■ **Directions**
#1 Transcribe the stretch of the forum thread on opera baritones from "## Revenant" through "of his generation.".
#2 Name every baritone who is the subject of an entry in the forum thread on opera baritones.
#3 Resume the forum thread on opera baritones, picking up right after its final sentence.

Battistini was the consumate professional, taking care of his voice, preparing the roles from a stage point of view, and documenting on each opera, and each composer. He was blessed with a very beautiful voice, and a superb middle register, with secure top notes. His low notes were missing, however, a little bit of weight. A very flexible instrument, absolutely no problems to manage coloratura, and a perfect legato. Elegant phrasing. He was one of the last baritones that were fully trained in the Belcanto tradition, rather than the verismo school.

He sang on stage more than 80 roles. Some of the operas he was part of: _La forza del destino, Il trovatore, Rigoletto, Dinorah, L'Africana, I Puritani, Lucia di Lammermoor, Aïda, Ernani, Don Carlo, Il Barbiere di Siviglia, Un Ballo in Maschera, La Favorita, Hamlet, La Traviata, Don Pasquale, Otello_,....Massenet wrote for him his _Werther_'s baritone version, and the role of Athanaël.

There are many recordings in youtube, just a couple of examples:

"Era la notte" - http://www.youtube.com/watch?&v=q_rNq7yrE6I

"Ah per sempre io ti perdei" -


----------



## schigolch

*Domenico Viglione-Borghese* (1877-1957) debuted at 22 years old, as the King's Herald, in _Lohengrin_. Later, he went to South America, and after that he was able to sing at La Scala, in 1910. Then he basically stayed in Italy for the rest of his career.

His repertoire was mainly Verdi and verismo. The voice was really good, with a sickly sweet timbre, but also powerful and imperious, as needed. A true dramatic baritone. However, his technique was not really as refined as Battistini's or some other baritones we have already discussed. More like the verismo school. Instead of singing the aria, sometimes he just battled it to submission.

Singing Otello: 




Singing La forza del destino:


----------



## Revenant

*Apollo Granforte*: (1886-1975). Baritone and voice teacher who left a lasting legacy as both.


----------



## schigolch

*Apollo Granforte* (1886-1975) was born in Legnano, but he moved to Argentina with his parents as a child, where he attended singing classes and debuted at Teatro El Círculo, in Rosario, the year 1913. Only four years later he was singing in Rome, and debuted at La Scala in 1922. He was a regular of the Italian opera houses until his retirement in 1943.

A very powerful voice, that always stirred a response from the audience. His phrasing and singing style were not the most refined ever, but he was one of the leading baritones of his generation.

Dataset entries
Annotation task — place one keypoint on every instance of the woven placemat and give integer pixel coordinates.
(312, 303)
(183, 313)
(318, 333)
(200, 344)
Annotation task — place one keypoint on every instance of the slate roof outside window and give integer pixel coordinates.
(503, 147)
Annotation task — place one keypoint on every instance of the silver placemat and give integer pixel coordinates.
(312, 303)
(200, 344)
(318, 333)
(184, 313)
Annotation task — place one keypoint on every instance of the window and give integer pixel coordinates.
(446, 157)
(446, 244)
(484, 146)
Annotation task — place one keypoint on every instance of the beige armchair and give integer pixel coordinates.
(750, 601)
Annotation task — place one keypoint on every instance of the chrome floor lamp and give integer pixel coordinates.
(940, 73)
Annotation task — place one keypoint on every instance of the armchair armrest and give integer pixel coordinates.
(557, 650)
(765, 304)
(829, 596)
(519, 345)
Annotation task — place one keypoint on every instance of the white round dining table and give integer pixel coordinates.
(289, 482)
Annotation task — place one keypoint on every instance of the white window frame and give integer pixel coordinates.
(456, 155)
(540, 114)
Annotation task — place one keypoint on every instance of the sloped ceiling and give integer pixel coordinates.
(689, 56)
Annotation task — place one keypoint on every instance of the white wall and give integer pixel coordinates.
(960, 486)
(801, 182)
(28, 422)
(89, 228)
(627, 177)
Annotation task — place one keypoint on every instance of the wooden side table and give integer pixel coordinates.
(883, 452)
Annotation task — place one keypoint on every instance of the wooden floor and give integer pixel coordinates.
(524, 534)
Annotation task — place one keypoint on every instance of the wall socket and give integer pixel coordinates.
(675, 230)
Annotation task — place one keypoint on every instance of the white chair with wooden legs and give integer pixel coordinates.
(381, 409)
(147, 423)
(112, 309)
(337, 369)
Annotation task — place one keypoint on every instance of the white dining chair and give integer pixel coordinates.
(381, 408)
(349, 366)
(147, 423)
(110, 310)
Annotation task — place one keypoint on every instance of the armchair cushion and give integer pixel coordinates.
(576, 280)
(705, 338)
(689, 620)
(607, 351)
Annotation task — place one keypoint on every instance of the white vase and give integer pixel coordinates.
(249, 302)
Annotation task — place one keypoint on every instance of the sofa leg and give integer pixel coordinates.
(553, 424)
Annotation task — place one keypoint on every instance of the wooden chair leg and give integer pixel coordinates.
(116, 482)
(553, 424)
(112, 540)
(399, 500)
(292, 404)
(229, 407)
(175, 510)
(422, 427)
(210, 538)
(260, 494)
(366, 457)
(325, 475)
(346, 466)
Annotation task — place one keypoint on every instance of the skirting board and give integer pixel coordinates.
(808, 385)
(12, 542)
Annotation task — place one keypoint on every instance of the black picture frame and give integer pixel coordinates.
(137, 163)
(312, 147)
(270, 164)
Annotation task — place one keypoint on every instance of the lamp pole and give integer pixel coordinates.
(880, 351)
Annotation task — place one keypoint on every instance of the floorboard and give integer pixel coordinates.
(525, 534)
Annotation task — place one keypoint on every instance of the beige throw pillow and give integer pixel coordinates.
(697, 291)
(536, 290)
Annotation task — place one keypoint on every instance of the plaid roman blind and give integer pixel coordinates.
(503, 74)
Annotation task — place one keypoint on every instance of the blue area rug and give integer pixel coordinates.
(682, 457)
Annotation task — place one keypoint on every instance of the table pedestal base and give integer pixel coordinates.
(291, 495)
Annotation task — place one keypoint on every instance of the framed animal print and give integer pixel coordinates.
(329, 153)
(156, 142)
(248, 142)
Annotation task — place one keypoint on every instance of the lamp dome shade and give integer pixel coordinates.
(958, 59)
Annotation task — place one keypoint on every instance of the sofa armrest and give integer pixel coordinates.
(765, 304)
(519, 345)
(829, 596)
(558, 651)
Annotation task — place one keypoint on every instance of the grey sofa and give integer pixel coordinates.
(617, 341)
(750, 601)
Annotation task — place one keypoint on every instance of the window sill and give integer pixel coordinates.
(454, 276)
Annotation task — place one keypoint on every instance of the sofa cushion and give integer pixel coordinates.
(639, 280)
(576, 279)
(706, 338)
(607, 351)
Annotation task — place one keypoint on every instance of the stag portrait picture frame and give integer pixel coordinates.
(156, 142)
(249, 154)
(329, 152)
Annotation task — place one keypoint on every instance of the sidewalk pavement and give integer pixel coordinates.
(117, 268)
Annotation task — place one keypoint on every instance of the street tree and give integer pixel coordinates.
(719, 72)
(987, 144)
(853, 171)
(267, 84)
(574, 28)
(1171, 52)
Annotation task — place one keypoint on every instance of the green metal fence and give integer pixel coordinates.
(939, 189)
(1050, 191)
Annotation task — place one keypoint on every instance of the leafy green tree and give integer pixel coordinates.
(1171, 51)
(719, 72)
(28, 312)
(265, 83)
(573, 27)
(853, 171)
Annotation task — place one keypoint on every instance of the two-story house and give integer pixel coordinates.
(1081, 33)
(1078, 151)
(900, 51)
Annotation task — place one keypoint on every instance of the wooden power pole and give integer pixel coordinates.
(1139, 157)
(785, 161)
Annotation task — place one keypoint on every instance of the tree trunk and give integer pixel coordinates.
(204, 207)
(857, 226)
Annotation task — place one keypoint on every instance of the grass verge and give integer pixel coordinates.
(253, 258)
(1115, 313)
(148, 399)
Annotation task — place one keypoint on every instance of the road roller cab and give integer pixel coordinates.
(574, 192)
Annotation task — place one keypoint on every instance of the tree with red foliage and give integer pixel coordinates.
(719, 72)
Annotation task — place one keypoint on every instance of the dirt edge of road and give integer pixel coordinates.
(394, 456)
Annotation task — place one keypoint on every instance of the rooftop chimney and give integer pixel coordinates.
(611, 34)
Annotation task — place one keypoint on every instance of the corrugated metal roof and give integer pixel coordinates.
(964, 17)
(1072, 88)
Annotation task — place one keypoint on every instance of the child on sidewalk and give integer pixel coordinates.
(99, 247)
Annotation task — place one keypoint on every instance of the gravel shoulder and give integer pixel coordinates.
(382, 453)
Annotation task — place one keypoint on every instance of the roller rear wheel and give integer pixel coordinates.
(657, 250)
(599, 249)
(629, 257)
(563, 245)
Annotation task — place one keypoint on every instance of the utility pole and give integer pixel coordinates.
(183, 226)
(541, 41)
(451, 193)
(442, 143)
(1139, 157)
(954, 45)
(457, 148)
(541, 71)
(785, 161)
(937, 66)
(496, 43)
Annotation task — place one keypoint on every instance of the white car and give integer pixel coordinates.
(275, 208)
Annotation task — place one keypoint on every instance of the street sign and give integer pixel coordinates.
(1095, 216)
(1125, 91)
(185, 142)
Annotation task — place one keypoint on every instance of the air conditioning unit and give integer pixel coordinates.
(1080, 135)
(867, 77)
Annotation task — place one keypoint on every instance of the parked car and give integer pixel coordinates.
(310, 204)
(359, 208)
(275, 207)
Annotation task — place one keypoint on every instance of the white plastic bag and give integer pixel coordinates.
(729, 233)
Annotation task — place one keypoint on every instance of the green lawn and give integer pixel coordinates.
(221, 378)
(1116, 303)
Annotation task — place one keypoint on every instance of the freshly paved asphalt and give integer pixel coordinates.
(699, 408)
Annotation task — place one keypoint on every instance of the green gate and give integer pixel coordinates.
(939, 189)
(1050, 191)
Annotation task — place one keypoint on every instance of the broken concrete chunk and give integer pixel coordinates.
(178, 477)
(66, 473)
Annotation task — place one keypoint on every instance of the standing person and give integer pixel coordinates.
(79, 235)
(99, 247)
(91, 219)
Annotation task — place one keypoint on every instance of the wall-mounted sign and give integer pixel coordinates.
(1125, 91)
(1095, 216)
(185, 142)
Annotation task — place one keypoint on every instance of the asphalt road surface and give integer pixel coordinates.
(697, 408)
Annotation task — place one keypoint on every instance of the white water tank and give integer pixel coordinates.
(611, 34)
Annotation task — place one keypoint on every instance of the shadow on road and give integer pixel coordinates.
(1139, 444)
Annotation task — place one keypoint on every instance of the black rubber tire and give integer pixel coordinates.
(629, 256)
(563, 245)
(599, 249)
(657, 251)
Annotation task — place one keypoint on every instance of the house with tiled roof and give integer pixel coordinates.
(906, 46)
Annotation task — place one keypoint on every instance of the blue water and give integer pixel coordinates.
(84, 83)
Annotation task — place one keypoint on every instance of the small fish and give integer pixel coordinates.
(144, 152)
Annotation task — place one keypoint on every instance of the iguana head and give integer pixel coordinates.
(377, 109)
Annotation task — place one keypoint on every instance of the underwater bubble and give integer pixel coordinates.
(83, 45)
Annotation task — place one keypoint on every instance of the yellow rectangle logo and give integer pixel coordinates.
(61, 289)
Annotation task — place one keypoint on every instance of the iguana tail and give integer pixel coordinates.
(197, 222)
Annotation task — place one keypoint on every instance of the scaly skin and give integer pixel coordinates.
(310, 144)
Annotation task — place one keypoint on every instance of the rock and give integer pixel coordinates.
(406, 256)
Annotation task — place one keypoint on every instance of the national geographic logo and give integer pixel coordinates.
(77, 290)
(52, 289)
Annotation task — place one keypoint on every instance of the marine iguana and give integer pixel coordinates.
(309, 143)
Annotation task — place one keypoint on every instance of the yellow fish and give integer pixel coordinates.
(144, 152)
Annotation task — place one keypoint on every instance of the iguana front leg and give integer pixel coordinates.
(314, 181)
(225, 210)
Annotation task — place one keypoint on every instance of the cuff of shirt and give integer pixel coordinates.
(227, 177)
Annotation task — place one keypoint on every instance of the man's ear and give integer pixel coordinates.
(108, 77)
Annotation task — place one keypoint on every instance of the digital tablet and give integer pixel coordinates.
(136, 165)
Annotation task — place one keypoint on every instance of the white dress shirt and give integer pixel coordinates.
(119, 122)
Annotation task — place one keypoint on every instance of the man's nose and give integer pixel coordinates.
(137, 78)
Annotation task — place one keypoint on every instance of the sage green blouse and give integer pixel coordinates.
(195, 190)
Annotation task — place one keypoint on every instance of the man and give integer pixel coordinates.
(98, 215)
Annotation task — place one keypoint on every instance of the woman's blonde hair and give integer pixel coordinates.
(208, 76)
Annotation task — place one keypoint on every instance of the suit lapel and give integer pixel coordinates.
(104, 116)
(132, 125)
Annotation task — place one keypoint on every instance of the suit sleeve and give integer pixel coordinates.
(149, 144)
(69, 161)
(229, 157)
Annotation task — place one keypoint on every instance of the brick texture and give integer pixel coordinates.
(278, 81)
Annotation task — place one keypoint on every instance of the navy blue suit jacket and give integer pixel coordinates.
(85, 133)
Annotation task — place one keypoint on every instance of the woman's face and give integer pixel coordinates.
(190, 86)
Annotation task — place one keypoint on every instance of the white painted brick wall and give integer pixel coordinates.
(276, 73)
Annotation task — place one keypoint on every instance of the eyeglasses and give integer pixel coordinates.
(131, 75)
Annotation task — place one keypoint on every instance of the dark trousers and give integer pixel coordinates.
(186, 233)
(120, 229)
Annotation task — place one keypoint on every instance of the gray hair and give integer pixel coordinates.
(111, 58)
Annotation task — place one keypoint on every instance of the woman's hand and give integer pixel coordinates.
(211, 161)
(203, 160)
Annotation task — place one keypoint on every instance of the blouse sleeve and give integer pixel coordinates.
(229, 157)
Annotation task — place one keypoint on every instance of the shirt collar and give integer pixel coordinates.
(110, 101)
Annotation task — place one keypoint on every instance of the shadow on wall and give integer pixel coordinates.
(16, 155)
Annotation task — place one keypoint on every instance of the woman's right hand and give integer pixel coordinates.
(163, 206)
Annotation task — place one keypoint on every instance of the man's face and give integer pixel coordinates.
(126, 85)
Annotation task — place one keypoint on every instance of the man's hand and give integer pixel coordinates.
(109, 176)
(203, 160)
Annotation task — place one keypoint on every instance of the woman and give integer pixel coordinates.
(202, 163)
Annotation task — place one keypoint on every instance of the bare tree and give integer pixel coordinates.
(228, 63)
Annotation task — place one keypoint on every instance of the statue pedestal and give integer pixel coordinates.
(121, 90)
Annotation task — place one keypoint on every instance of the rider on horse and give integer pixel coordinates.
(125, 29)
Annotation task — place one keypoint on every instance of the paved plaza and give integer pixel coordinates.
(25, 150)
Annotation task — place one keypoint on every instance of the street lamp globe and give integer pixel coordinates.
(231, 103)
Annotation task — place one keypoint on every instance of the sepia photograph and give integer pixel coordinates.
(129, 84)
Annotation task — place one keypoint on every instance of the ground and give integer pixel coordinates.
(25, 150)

■ **Task responses**
#1
## Revenant

*Apollo Granforte*: (1886-1975). Baritone and voice teacher who left a lasting legacy as both.


----------



## schigolch

*Apollo Granforte* (1886-1975) was born in Legnano, but he moved to Argentina with his parents as a child, where he attended singing classes and debuted at Teatro El Círculo, in Rosario, the year 1913. Only four years later he was singing in Rome, and debuted at La Scala in 1922. He was a regular of the Italian opera houses until his retirement in 1943.

A very powerful voice, that always stirred a response from the audience. His phrasing and singing style were not the most refined ever, but he was one of the leading baritones of his generation.

#2 Battistini, Domenico Viglione-Borghese, Apollo Granforte

#3
----------



## schigolch

*Taurino Parvis *(1879-1957) was born in Turin, and after obtaining a college degree in Law, he decided to drop everything for singing, and debuted in Rio de Janeiro, in Mascagni's _Iris_. His debut scaligero was in 1908, and until his retirement in 1929 he was a regular of the major Italian theaters, as well as singing abroad in Spain, Russia, the US,.. (as an anecdote, he was singing _Carmen_ in San Francisco, in 1906, the day of the famous earthquake).

His was a good, though not superb, voice, with powerful top notes. Not star material, perhaps, but a very good singer. He sang a lot of verismo, and was the baritone at the world premiere of operas like _I Cavalieri de Ekebú_ or _Il Piccolo Marat_.


----------



## schigolch

*Ernesto Badini *(1876-1937) was born in Milan, and his speciality were buffo roles. His voice, light and flexible, and his acting talents, were just about ideal for this type of characters. He sang at La Scala for 21 consecutive years. He also did some singing outside Italy, and his Gianni Schichi at Covent Garden was especially celebrated. He was considered one of the best ever Fígaro, Dulcamara or Don Pasquale.


----------



## TrevBus

schigolch said:


> *Nicolai Ghiaurov (1929 - 2004)*


Thank you. IMO, the greatest bass ever. His Don Basilio and King Philip are treasures.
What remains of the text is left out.